- EXERCISES TO COMPLETE -
- 1) Answer these questions from the post about Microbe Hunters:
(a) In what year was Microbe Hunters published?
(b) To what did Sir David Bruce trace African sleeping sickness?
(c) What did Ronald Ross successfully sue to prevent?
- 2) From the post about Microbe Hunters, pull out the passage between "Archive for the" and "medical detective work.", inclusive, copying it word for word.

- PAGE TEXT -
Archive for the ‘Books’ Category

Speaking of medical detective stories…

Friday, February 12th, 2010

Who doesn't love them? Aren't curiosity and a desire to improve the human condition two of the most interesting traits a person can display?

Paul de Kruif's 1926 book, Microbe Hunters, is an  early, influential collection of some great medical detective stories, 12 important successes in the field of microbiology, which were achieved by extraordinary medical detective work.

Microbe Hunters dramatizes the journeys, among others, of  Anton van Leeuwenhoek, the first microbiologist; Sir David Bruce, who traced African sleeping sickness to the tsetse; and Walter Reed, who led the team that discovered that yellow fever is caused by mosquitoes.

Medical historian William Summers was one of many dazzled as a teen-ager by the book, which he says "inspired a generation or more of budding young microbiologists."

Microbe Hunters has sold millions of copies and is still in print, but from a modern perspective, the book is flawed -- De Kruif presents detailed conversations between historical figures, for example.

Even when it was written, the book had its detractors, Summers writes. Ronald Ross, a researcher who won the Nobel Prize in 1902 for identifying the parasite that causes malaria, describing its life cycle and explaining how it comes to infect human beings, successfully sued to prevent publication in the United Kingdom of the chapter about his work.

But De Kruif was one of the most successful medical science writers of his time, and when readers take up a book like Richard Preston's The Hot Zone, about the Ebola virus, they are reading an account profoundly influenced by Microbe Hunters.

The conquest of infectious disease is important to obstetrics.  Infection was the leading cause of maternal mortality until well into the 20th century -- and it still is in many parts of the world.

- MATERIAL SHOWN -

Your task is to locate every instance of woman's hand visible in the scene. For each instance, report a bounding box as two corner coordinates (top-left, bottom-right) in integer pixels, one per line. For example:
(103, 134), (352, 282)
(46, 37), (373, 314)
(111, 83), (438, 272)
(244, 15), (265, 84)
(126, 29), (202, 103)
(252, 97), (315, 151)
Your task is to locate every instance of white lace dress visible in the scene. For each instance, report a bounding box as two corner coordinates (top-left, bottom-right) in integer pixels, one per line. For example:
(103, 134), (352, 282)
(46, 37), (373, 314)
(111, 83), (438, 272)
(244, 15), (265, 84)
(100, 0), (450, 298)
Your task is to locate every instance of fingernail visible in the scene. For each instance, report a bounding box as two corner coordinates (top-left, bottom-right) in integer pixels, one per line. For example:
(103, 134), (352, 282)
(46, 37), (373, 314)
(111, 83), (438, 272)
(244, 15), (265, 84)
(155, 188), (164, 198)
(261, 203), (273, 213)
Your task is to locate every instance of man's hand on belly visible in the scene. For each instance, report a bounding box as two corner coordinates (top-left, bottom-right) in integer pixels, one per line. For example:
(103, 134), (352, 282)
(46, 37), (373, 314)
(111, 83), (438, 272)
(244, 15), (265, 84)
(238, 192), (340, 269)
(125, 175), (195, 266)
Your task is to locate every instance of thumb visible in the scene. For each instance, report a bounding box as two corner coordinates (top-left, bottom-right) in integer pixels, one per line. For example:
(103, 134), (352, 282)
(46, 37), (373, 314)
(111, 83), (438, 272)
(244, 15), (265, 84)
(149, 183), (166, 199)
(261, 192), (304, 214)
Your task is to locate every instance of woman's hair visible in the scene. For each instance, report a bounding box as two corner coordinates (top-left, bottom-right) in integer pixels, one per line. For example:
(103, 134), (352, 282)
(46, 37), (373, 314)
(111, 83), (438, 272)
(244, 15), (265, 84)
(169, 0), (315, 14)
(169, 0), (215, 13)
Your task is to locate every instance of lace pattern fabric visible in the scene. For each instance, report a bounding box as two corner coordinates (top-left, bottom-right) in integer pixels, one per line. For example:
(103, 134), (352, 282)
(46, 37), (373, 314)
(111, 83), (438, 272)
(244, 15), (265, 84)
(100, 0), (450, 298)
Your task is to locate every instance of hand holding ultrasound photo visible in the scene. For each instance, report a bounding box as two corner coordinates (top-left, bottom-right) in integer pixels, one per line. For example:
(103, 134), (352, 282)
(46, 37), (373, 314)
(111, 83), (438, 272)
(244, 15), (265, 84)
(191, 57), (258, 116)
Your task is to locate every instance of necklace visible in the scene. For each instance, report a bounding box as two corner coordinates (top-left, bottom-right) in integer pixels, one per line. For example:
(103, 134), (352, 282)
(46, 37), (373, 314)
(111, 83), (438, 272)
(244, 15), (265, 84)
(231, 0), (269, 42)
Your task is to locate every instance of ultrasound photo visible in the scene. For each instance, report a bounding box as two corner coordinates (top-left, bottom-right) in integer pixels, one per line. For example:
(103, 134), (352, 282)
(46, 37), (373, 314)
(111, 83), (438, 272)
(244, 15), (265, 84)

- RESULTS BY TASK -
- 1)
(a) 1926
(b) The tsetse
(c) Publication in the United Kingdom of the chapter about his work

- 2)
Archive for the ‘Books’ Category

Speaking of medical detective stories…

Friday, February 12th, 2010

Who doesn't love them? Aren't curiosity and a desire to improve the human condition two of the most interesting traits a person can display?

Paul de Kruif's 1926 book, Microbe Hunters, is an  early, influential collection of some great medical detective stories, 12 important successes in the field of microbiology, which were achieved by extraordinary medical detective work.